(Problem statement):
Report how many lines in the data include the string "bush", and add nothing else.

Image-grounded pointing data
'''

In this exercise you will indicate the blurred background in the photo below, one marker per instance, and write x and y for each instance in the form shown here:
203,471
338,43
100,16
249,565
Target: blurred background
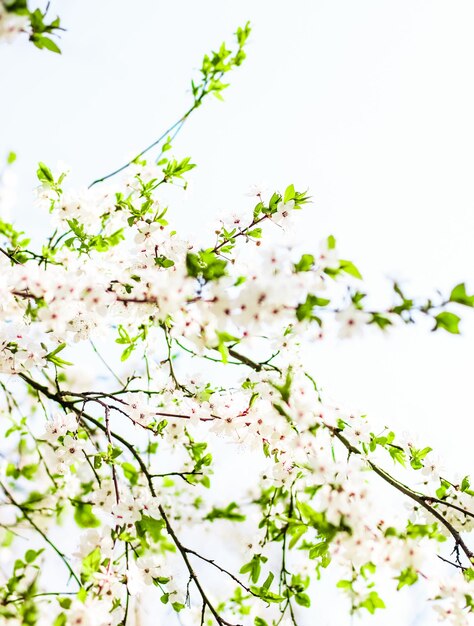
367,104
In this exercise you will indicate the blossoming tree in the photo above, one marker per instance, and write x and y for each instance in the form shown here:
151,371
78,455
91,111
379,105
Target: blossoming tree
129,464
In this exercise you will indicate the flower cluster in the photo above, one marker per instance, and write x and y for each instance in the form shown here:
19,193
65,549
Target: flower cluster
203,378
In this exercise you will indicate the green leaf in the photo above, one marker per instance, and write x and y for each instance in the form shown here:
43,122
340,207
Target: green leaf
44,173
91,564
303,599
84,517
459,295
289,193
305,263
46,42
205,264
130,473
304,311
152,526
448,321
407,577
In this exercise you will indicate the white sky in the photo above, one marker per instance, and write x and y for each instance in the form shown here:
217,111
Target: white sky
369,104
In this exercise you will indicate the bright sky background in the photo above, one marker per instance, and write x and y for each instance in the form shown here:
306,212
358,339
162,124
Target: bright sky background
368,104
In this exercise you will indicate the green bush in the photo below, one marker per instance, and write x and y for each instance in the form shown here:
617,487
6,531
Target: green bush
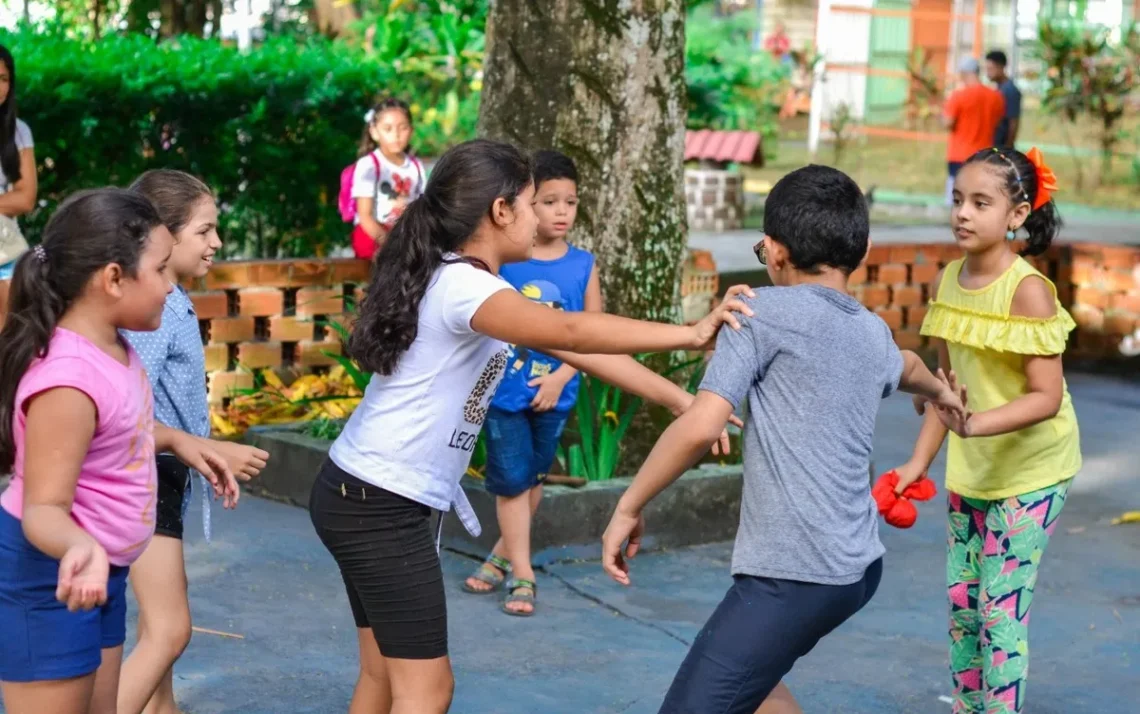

'''

(Solution below):
2